DIRECTION
Return, word for word, the passage of the text below on the Sudanese Women League that starts at "- Current: 2025–26" and ends at "won by Al-Difaa.".

---- EXTRACTED TEXT

Sudanese Women League
- The logo of the league
- Founded: 2019
- Country: Sudan
- Confederation: CAF
- Number of clubs: 15
- Relegation to: Regional Championships
- International cup: CAF W-Champions League
- Current champions: Al Tahady (1st title) (2021-22)
- Most championships: Al Difaa (2 titles)
- Current: 2025–26 Sudanese Women League

= Sudanese Women League =

The Sudanese Women Football League (دوري كرة القدم السوداني للسيدات) is the top flight of women's association football in Sudan. It is the women's equivalent of the Sudan Premier League, but is not professional. The competition is run by the Sudan Football Association.

==History==
On 1 October 2019, Sudan witnessed the opening of the first women's football tournament in Sudan, organized by the Sudanese Football Association and sponsored by the Minister of Youth and Sports, Engineer Walaa Al-Boushi. The opening match was between Al Tahady and Al Difaa teams. The opening was attended by hundreds of fans and an estimated number of diplomats and media personnel. The first league was won by Al-Difaa.

--------
---- MATERIAL

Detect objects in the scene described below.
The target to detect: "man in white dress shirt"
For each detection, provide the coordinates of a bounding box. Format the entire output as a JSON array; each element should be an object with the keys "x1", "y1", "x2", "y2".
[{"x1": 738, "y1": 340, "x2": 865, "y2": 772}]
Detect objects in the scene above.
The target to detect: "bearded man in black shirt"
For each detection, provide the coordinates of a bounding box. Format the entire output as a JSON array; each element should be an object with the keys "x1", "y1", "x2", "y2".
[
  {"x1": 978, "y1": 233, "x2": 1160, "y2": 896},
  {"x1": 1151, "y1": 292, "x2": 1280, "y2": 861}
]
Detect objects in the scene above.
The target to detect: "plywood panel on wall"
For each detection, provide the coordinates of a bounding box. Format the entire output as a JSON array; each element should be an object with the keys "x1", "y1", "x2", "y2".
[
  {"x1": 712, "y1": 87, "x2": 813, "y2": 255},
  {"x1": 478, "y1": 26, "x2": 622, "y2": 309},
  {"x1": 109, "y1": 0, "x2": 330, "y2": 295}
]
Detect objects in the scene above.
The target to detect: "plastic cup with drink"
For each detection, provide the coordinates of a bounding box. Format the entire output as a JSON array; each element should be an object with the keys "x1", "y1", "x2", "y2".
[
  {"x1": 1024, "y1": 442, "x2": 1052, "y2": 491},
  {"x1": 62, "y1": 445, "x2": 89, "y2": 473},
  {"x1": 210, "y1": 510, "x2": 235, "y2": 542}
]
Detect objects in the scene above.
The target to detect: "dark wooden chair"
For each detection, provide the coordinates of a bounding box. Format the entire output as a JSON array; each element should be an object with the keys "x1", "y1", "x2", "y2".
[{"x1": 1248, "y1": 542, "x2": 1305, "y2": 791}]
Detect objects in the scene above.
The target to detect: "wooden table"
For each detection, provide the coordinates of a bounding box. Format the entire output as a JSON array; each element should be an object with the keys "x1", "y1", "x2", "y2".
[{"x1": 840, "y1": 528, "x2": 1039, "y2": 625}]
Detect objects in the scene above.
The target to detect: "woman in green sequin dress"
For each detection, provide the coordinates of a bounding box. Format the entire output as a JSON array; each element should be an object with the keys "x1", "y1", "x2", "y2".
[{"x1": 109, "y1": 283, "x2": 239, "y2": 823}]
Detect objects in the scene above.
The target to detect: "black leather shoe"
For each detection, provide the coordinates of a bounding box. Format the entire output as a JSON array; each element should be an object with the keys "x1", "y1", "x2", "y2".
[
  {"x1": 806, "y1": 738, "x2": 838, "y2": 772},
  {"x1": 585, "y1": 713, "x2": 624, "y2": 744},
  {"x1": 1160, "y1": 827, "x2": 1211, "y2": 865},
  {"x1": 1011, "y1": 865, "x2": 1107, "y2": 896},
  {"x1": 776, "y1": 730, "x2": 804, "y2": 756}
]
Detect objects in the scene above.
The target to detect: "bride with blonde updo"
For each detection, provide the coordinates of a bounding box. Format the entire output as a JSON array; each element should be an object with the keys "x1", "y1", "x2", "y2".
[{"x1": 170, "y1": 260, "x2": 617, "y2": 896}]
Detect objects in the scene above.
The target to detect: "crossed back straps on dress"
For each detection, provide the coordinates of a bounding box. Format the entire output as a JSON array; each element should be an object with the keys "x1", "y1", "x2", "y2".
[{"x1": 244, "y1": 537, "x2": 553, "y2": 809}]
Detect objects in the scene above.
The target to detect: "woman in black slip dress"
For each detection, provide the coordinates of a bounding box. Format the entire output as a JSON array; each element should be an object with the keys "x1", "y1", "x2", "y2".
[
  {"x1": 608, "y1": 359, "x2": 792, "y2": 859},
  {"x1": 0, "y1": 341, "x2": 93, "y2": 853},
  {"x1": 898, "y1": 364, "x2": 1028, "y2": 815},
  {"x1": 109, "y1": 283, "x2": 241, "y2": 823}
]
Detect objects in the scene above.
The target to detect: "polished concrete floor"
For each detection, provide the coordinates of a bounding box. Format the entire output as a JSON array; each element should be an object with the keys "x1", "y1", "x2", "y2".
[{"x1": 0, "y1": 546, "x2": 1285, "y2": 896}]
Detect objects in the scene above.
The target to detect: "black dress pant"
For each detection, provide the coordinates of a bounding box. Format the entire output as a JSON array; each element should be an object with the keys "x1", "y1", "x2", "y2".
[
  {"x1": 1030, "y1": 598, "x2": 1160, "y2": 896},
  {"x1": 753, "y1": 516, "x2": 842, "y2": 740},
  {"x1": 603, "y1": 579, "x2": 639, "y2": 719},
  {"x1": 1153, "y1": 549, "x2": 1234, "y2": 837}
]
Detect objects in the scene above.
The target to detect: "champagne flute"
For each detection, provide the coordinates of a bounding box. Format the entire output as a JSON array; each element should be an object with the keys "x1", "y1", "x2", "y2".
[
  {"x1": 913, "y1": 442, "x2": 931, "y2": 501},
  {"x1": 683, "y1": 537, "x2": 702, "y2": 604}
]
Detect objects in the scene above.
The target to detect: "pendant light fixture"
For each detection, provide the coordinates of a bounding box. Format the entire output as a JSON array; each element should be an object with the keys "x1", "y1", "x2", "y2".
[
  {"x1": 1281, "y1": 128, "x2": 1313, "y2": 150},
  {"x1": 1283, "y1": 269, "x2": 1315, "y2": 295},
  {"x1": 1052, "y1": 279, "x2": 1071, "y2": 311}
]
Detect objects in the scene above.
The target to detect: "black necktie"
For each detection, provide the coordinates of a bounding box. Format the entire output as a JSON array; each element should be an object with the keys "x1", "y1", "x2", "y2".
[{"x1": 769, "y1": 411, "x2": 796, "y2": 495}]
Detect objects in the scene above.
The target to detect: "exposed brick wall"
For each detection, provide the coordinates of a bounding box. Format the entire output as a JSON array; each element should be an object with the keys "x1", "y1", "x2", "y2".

--------

RESULT OF THE TASK
- Current: 2025–26 Sudanese Women League

= Sudanese Women League =

The Sudanese Women Football League (دوري كرة القدم السوداني للسيدات) is the top flight of women's association football in Sudan. It is the women's equivalent of the Sudan Premier League, but is not professional. The competition is run by the Sudan Football Association.

==History==
On 1 October 2019, Sudan witnessed the opening of the first women's football tournament in Sudan, organized by the Sudanese Football Association and sponsored by the Minister of Youth and Sports, Engineer Walaa Al-Boushi. The opening match was between Al Tahady and Al Difaa teams. The opening was attended by hundreds of fans and an estimated number of diplomats and media personnel. The first league was won by Al-Difaa.